## Task item
From the entries below, print exactly the span beginning with the line holding "indicate the quarterback" and ending with the line holding "indicate the dark", endpoints included, and skip any pictures.

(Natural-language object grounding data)

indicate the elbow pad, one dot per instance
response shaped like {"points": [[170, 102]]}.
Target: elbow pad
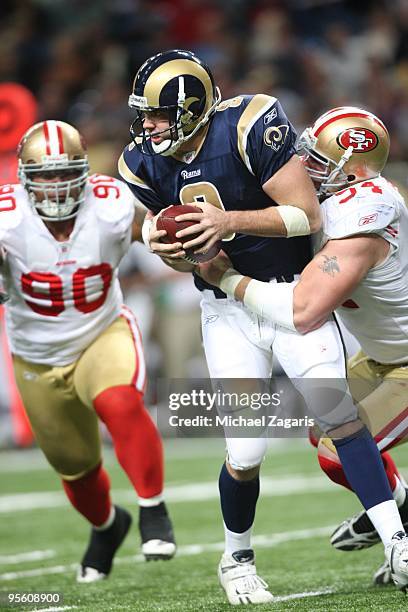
{"points": [[295, 220]]}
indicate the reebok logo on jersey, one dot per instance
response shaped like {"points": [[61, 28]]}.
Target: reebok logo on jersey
{"points": [[368, 219], [270, 116], [29, 375], [185, 174]]}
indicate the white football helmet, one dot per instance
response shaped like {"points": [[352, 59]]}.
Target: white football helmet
{"points": [[53, 149], [178, 84], [344, 146]]}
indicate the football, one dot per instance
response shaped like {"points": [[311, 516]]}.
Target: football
{"points": [[166, 221]]}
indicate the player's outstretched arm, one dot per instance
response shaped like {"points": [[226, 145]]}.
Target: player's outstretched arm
{"points": [[326, 282]]}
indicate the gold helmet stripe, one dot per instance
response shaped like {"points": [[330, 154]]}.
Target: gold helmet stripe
{"points": [[344, 113], [170, 70], [255, 109], [128, 175], [54, 142]]}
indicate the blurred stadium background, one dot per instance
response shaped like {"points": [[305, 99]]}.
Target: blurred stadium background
{"points": [[76, 60]]}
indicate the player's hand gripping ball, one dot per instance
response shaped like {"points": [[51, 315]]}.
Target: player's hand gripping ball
{"points": [[166, 221]]}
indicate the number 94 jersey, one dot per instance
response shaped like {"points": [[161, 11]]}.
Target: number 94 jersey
{"points": [[63, 294]]}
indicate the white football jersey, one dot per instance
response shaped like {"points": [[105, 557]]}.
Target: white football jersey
{"points": [[63, 294], [377, 311]]}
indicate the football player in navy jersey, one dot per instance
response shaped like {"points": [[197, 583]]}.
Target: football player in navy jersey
{"points": [[237, 160], [359, 270]]}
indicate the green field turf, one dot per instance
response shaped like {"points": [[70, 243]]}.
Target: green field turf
{"points": [[298, 510]]}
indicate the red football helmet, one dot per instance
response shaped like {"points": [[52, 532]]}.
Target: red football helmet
{"points": [[344, 146]]}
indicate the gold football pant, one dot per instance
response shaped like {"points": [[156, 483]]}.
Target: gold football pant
{"points": [[59, 399], [382, 395]]}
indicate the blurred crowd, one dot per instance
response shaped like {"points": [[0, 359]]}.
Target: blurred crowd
{"points": [[79, 57]]}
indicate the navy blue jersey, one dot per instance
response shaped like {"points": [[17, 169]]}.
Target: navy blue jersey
{"points": [[248, 140]]}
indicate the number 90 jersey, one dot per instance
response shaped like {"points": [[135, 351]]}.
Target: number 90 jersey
{"points": [[63, 294], [248, 140]]}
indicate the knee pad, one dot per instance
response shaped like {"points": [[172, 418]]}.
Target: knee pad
{"points": [[246, 453]]}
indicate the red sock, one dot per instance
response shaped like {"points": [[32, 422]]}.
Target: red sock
{"points": [[90, 495], [135, 438], [391, 469], [330, 464]]}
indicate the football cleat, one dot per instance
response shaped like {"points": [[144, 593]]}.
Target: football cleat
{"points": [[156, 532], [397, 554], [355, 533], [238, 577], [382, 576], [358, 531], [97, 561]]}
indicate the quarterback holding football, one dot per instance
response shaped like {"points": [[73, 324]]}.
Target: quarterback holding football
{"points": [[236, 161], [361, 271]]}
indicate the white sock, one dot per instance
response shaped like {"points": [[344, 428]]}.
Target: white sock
{"points": [[386, 519], [108, 521], [399, 493], [237, 541], [148, 502]]}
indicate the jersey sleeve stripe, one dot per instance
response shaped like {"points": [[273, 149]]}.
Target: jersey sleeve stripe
{"points": [[255, 109], [128, 175]]}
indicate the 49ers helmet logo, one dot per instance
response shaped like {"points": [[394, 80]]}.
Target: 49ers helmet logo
{"points": [[361, 139]]}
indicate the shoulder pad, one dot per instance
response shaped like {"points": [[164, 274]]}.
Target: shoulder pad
{"points": [[365, 215], [129, 166], [111, 197]]}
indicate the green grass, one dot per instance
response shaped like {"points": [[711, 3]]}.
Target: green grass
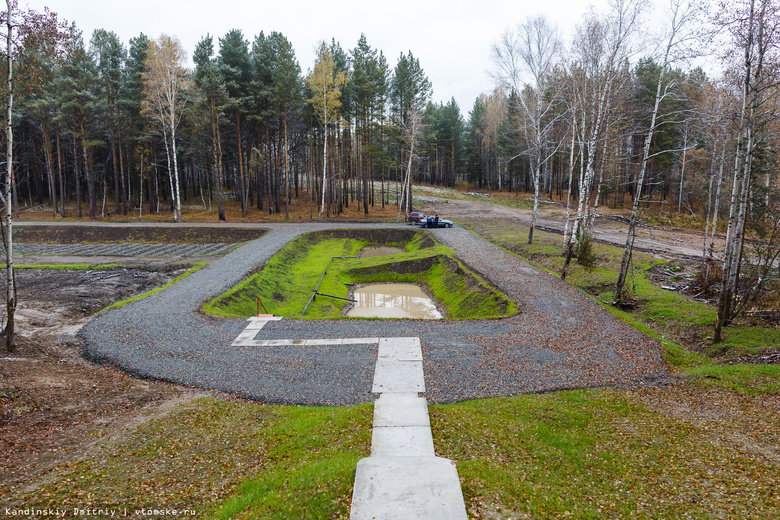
{"points": [[681, 324], [225, 460], [311, 457], [196, 266], [601, 454], [287, 281]]}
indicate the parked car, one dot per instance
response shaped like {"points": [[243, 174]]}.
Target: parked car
{"points": [[435, 221], [416, 216]]}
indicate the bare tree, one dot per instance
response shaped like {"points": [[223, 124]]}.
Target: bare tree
{"points": [[602, 47], [166, 92], [10, 280], [680, 34], [755, 30], [525, 60]]}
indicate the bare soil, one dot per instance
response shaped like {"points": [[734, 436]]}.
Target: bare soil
{"points": [[55, 405], [664, 242]]}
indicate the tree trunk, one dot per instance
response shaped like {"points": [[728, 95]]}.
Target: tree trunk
{"points": [[10, 279]]}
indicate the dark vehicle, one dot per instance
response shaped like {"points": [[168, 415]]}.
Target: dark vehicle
{"points": [[435, 221], [416, 216]]}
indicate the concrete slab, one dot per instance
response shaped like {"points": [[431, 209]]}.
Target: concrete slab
{"points": [[245, 335], [402, 441], [359, 341], [389, 488], [398, 377], [400, 349], [257, 323], [401, 410]]}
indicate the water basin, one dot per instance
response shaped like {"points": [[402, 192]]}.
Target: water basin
{"points": [[371, 252], [393, 300]]}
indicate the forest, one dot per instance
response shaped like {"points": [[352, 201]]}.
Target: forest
{"points": [[611, 118]]}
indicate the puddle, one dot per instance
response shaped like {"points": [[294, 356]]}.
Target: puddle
{"points": [[371, 252], [393, 300]]}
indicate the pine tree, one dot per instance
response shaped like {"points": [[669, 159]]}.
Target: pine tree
{"points": [[110, 56], [286, 77], [209, 80], [325, 84], [236, 69]]}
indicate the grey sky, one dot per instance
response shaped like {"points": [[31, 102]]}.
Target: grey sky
{"points": [[451, 39]]}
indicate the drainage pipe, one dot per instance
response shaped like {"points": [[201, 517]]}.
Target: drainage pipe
{"points": [[316, 291]]}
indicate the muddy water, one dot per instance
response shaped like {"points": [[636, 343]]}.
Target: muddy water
{"points": [[393, 300], [371, 252]]}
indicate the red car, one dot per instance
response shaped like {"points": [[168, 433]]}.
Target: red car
{"points": [[416, 216]]}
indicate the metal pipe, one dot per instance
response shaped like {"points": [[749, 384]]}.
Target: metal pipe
{"points": [[316, 291]]}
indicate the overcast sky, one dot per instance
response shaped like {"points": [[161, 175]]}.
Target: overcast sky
{"points": [[452, 39]]}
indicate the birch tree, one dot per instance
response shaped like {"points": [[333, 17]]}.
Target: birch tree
{"points": [[602, 48], [33, 29], [10, 280], [166, 92], [410, 93], [325, 84], [681, 31], [754, 27], [525, 60]]}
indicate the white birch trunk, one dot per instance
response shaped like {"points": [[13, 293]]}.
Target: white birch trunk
{"points": [[10, 290]]}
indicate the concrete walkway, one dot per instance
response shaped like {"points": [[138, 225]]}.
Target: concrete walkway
{"points": [[403, 478]]}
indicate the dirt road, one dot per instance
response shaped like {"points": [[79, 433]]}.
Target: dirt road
{"points": [[665, 243]]}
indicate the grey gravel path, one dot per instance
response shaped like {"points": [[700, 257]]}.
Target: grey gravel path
{"points": [[559, 340]]}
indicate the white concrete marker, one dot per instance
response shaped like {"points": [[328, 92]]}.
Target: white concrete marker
{"points": [[247, 337], [403, 479]]}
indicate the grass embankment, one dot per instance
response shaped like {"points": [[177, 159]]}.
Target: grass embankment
{"points": [[682, 324], [659, 453], [287, 281], [222, 459]]}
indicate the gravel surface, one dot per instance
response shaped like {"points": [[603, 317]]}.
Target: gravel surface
{"points": [[559, 340]]}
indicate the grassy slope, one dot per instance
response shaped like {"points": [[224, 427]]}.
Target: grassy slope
{"points": [[223, 459], [692, 450], [286, 282]]}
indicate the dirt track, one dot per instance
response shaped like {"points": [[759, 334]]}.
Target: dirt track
{"points": [[663, 242]]}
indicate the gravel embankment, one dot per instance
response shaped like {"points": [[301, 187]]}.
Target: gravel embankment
{"points": [[560, 339]]}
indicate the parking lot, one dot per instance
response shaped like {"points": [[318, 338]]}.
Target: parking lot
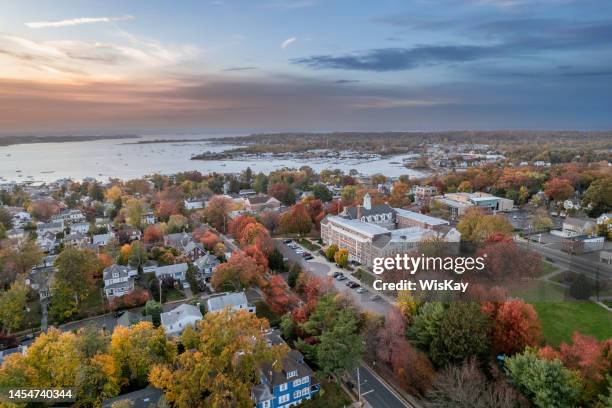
{"points": [[343, 281]]}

## Written solution
indicate the quarterback holding football, one dot per instance
response shaped like {"points": [[73, 324]]}.
Target: quarterback holding football
{"points": [[236, 161], [361, 271]]}
indicate the white sock, one dot per instance
response shaped like {"points": [[344, 428]]}.
Target: white sock
{"points": [[386, 519], [108, 521], [399, 493], [237, 541], [148, 502]]}
indicate the jersey sleeve stripe, one dot per instance
response shaped like {"points": [[273, 149]]}.
Target: jersey sleeve stripe
{"points": [[255, 109], [128, 175]]}
indicate the 49ers helmet logo, one dot per instance
response shaped like {"points": [[394, 80]]}.
Target: 49ers helmet logo
{"points": [[361, 139]]}
indicate the shoulder pad, one dot per instance
response shaped like {"points": [[164, 274]]}.
Target: shoulder pad
{"points": [[365, 215], [129, 166], [111, 197]]}
indicate the green grass, one dot per instance
response shaped like {"points": [[711, 3]]}.
Target: green grass
{"points": [[681, 324], [225, 460], [311, 457], [196, 266], [601, 454], [287, 281]]}
indicate the parked car, one dot per instance
response shaped like {"points": [[243, 174]]}.
Target: parked car
{"points": [[435, 221], [416, 216]]}
indicate the bare tree, one dot per instance
response shaped like {"points": [[223, 124]]}.
Target: bare tree
{"points": [[602, 47], [166, 92], [10, 280], [680, 34], [755, 30], [525, 60]]}
indicate the bare soil, one dot per instance
response shaped like {"points": [[734, 436]]}.
Target: bare soil
{"points": [[55, 405], [664, 242]]}
indicate the tree trunk, one dot per instance
response shaped like {"points": [[728, 95]]}.
Target: tree trunk
{"points": [[10, 279]]}
indicate the dark vehicle, one dot per instance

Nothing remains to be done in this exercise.